→ **Task directions**
Copy out each line exactly as it appears.

[START Data excerpts]

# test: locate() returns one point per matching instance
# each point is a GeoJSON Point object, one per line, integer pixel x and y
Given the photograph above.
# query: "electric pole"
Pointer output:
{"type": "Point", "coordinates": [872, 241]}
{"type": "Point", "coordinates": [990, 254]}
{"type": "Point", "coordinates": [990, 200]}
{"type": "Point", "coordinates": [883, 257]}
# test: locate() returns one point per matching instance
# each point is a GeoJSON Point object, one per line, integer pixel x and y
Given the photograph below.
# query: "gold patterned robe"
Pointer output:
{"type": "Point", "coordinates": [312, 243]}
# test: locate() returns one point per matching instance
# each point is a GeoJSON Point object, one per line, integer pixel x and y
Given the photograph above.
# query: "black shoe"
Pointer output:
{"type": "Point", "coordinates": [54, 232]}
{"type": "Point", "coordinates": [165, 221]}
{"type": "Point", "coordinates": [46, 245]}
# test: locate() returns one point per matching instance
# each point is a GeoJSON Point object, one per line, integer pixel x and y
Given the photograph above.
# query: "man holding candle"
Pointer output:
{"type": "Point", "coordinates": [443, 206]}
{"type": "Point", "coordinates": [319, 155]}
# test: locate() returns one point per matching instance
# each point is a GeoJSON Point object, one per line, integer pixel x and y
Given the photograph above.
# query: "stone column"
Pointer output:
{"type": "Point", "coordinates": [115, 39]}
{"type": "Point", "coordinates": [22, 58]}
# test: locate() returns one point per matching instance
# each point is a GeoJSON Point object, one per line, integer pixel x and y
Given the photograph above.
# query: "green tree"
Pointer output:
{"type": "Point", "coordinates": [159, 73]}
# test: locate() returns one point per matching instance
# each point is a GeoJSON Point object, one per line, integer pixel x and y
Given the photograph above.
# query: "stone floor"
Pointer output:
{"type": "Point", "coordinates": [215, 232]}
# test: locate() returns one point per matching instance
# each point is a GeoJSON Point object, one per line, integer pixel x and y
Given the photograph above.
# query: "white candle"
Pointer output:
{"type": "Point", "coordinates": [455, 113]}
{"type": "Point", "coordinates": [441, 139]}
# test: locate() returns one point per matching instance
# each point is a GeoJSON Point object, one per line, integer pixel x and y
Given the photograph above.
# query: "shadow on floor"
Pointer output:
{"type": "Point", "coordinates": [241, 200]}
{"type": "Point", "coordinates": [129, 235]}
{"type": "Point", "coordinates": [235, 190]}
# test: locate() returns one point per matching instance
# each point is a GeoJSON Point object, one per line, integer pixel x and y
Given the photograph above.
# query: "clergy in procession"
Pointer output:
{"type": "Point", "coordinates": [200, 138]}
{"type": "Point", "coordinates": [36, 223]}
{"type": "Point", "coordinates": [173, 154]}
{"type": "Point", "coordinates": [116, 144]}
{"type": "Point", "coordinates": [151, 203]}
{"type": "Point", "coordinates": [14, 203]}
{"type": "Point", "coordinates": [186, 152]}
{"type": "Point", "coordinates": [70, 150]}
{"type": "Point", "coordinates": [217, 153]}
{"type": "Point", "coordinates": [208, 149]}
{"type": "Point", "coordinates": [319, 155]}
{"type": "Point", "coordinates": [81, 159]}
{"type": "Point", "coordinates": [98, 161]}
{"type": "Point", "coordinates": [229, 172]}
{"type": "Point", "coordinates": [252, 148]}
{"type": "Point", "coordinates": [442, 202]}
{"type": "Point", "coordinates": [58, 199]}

[END Data excerpts]

→ **Full solution**
# test: locate() returns one point per matching instance
# each point is a GeoJSON Point object, one per line, integer pixel x and y
Given the photograph above.
# query: "electric pole"
Pointer output:
{"type": "Point", "coordinates": [872, 241]}
{"type": "Point", "coordinates": [990, 254]}
{"type": "Point", "coordinates": [990, 200]}
{"type": "Point", "coordinates": [883, 257]}
# test: locate() returns one point per matching instance
# each point is a GeoJSON Point object, one per line, integer pixel x and y
Given the photograph below.
# query: "gold patterned robe"
Pointer output:
{"type": "Point", "coordinates": [312, 243]}
# test: locate() returns one point per matching instance
# each point is a GeoJSON Point object, one per line, integer pixel x and y
Given the photograph above.
# query: "black shoe"
Pointer output:
{"type": "Point", "coordinates": [54, 232]}
{"type": "Point", "coordinates": [165, 221]}
{"type": "Point", "coordinates": [46, 245]}
# test: locate() returns one point per matching instance
# each point is a GeoJSON Point object, one per line, integer pixel x and y
Given the photograph above.
# query: "man holding candle"
Pointer output:
{"type": "Point", "coordinates": [443, 206]}
{"type": "Point", "coordinates": [319, 155]}
# test: locate() returns one point per matching instance
# each point is a GeoJSON Point object, one per line, integer pixel x and y
Given the photograph above.
# query: "stone column"
Pointer output:
{"type": "Point", "coordinates": [115, 39]}
{"type": "Point", "coordinates": [22, 58]}
# test: locate() returns one point per matching instance
# each point is a GeoJSON Point object, one per line, integer pixel x and y
Given the photograph above.
# query: "green tree"
Pointer output:
{"type": "Point", "coordinates": [159, 73]}
# test: locate() returns one point per matching instance
# each point is a GeoJSON Point object, one per line, integer pixel x and y
Given the photograph above.
# query: "stone floor"
Pointer output:
{"type": "Point", "coordinates": [215, 232]}
# test: locate() returns one point per matching instance
# each point is a GeoJSON Point object, one per line, integer pixel x and y
Given the photograph above.
# query: "white candle"
Pointer output:
{"type": "Point", "coordinates": [455, 113]}
{"type": "Point", "coordinates": [441, 139]}
# test: locate() returns one point per matching instance
# each point is a GeoJSON Point object, one per line, integer pixel x and y
Given the photograph above.
# query: "shadow on floor"
Pointer output:
{"type": "Point", "coordinates": [241, 200]}
{"type": "Point", "coordinates": [129, 235]}
{"type": "Point", "coordinates": [235, 190]}
# test: locate() returns one point per matching instance
# each point is a GeoJSON Point object, one per line, integer pixel x and y
Given the photograph above.
# query: "clergy in procession"
Pointer output:
{"type": "Point", "coordinates": [200, 138]}
{"type": "Point", "coordinates": [36, 223]}
{"type": "Point", "coordinates": [173, 154]}
{"type": "Point", "coordinates": [116, 144]}
{"type": "Point", "coordinates": [151, 203]}
{"type": "Point", "coordinates": [14, 203]}
{"type": "Point", "coordinates": [186, 152]}
{"type": "Point", "coordinates": [70, 150]}
{"type": "Point", "coordinates": [217, 153]}
{"type": "Point", "coordinates": [208, 149]}
{"type": "Point", "coordinates": [319, 155]}
{"type": "Point", "coordinates": [81, 159]}
{"type": "Point", "coordinates": [98, 161]}
{"type": "Point", "coordinates": [229, 172]}
{"type": "Point", "coordinates": [252, 148]}
{"type": "Point", "coordinates": [442, 202]}
{"type": "Point", "coordinates": [58, 199]}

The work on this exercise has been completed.